■ **Extract**
┄┄┄┄┄┄┄┄┄┄
Authored by Jörg Guido Hülsmann via The Mises Institute,

The abject practical failure of the Marxist revolutionaries in the post-WWI period had done much harm to their image as the vanguard of social progress.

The explanation for this failure in the writings of Mises, Max Weber, and Boris Brutzkus had led many economists to revise their views about the suitable scope of government within society. But others remained unrepentant advocates of the total state. They merely rejected the specifically egalitarian agenda of the socialists.

The uncontested leader of this group was Werner Sombart, the greatest star among the interwar economists in Germany. Sombart had started his career popularizing Marxism in academic circles with his 1896 book Sozialismus und soziale Bewegung im 19. Jahrhundert (Socialism and Social Action in the Nineteenth Century). Later editions testified to Sombart’s increasing estrangement with his initial Marxist ideals. The tenth edition, which appeared under a new title in 1924, featured an outright demolition of Marxist socialism. Sombart had turned back to the mainstream Schmollerite socialism, which advocated the total state without an egalitarian agenda.

Sombart’s intellectual qualities had gained him a place of preeminence. Where most Marxist intellectuals held dogmatically to the tenets of Marx and Engels, Sombart sought to analyze and develop their doctrines with a critical mind in quest of objectivity. This made his work the perfect target for a thorough criticism of the intellectual current of anti-Marxist socialism, and Mises provided such a criticism in an article with the title “Antimarxismus” (Anti-Marxism).

Already in his article on price controls, Mises had pointed out that the shortcomings of interventionism did not result from the egalitarian agenda that some governments pursued, but from the very nature of government intervention itself, namely, the infringement of private property rights. Socialism and interventionism were destructive economic systems whether explicitly egalitarian or not. They would be unsuitable forms of social organization even if they pursued some other ideal of distribution—even meritocracy. There might be certain superficial similarities between a free society and a non-egalitarian one controlled by a total state, but these two would still be essentially different:

On the surface the social ideal of etatism does not differ from the social order of capitalism. Etatism does not seek to overthrow the traditional legal order and formally convert all private property in production to public property… But in substance all enterprises are to become government operations. Under this practice, the owners will keep their names and trademarks on the property and the right to an “appropriate” income or one “befitting their ranks.” Every business becomes an office and every occupation a civil service. … Prices are set by government, and government determines what is to be produced, how it is to be produced, and in what quantities. There is no speculation, no “extraordinary” profits, no losses. There is no innovation, except for that ordered by government. Government guides and supervises everything.
┄┄┄┄┄┄┄┄┄┄
■ **Records**

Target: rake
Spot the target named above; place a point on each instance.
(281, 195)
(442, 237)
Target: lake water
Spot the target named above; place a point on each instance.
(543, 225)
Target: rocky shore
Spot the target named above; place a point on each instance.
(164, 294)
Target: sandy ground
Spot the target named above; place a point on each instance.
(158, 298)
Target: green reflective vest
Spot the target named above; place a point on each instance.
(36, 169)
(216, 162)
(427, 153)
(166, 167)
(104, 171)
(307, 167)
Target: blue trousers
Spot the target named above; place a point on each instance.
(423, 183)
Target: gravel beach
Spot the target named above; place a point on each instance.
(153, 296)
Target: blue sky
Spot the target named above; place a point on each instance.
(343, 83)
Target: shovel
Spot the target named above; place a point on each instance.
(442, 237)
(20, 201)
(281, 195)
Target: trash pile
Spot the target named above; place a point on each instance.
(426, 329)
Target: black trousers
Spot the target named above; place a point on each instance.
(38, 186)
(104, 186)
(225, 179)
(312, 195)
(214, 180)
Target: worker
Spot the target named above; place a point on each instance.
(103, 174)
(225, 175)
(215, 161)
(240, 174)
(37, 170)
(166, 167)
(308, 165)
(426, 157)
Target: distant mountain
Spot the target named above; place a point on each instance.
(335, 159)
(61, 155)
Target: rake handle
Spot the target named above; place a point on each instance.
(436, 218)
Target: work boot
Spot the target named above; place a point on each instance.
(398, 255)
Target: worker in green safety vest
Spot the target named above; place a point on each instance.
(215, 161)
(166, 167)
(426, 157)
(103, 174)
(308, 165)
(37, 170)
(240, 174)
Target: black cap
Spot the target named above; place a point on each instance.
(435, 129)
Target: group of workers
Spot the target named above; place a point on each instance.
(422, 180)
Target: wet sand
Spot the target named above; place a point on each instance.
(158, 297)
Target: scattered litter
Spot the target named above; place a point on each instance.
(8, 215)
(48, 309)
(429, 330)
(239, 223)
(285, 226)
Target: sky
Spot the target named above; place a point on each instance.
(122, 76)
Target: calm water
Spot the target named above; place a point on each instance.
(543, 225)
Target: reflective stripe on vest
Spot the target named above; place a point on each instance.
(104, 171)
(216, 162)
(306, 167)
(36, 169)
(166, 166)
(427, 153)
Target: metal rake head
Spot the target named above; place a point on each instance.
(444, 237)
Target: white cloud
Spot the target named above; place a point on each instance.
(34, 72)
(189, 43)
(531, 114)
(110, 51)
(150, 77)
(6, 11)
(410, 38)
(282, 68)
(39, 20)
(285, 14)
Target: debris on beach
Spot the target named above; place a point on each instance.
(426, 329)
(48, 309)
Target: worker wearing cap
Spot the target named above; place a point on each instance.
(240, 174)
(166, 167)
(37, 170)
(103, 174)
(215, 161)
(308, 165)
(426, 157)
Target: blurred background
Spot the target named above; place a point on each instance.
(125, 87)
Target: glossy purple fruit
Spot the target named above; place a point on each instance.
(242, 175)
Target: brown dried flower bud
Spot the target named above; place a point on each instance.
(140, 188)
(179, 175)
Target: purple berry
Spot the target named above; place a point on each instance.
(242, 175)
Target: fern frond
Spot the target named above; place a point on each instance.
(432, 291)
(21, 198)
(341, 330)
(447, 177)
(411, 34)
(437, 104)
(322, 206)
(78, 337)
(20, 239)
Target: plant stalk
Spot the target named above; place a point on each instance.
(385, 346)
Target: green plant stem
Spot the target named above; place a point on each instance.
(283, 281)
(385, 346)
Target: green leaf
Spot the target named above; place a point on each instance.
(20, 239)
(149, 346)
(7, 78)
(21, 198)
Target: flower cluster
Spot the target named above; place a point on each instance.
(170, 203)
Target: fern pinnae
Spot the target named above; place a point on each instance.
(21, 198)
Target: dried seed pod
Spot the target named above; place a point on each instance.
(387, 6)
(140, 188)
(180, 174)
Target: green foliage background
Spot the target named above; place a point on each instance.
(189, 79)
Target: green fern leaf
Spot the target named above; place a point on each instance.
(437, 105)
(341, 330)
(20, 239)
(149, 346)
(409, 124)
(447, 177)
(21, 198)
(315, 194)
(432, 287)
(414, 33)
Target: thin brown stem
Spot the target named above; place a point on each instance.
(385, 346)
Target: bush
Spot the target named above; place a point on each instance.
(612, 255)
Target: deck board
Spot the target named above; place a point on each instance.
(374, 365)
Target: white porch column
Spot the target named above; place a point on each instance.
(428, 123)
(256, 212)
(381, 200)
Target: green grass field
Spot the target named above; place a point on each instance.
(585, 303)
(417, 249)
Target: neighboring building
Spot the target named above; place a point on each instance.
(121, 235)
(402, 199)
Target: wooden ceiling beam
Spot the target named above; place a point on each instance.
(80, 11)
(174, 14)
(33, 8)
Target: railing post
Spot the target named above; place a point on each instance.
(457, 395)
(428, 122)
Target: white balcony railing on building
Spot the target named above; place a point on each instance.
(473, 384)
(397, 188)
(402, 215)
┄┄┄┄┄┄┄┄┄┄
■ **Exercise task**
Continue the essay on Mises's critique of Sombart's anti-Marxist socialism, which appears above the data, starting right after its final sentence.

■ **Result below**
Mises showed that the error in the idea of the omnipotent state has nothing to do with the state’s particular agenda. The government is not omnipotent if its goal is to improve “collective life” (as opposed to that of mere aggregates of individuals). But neither is it omnipotent if it seeks to enhance the welfare of the totality of individual citizens. In both cases, government intervention is counterproductive. It follows that the time-honored and seemingly significant distinction between individualism and collectivism is of only secondary importance. The primary distinction is between policies that work and policies that do not work, which leads in turn to the distinction between a social order based on private property (which works) and those social orders that depend on infringements of private property rights (and do not work). It is therefore beside the point whether individuals or collectives run the economy—provided only that the property rights of all individual members of the collectives are preserved. It also follows that the size of the firm is of no importance. As long as private property is respected, the buying decisions of the consumers reward only those companies that offer the best products. If these companies are larger than others, so be it.

Mises emphasized this fact against the doctrines of Dietzel, Karl Pribram, and Spann, which had a great influence on interwar political thought in Germany and, after World War II, in the wider western world. Dietzel and Pribram sided with individualism, whereas Spann championed collectivism, but they all agreed that these were the ultimate categories and that all political points of view derived from them. Mises disagreed.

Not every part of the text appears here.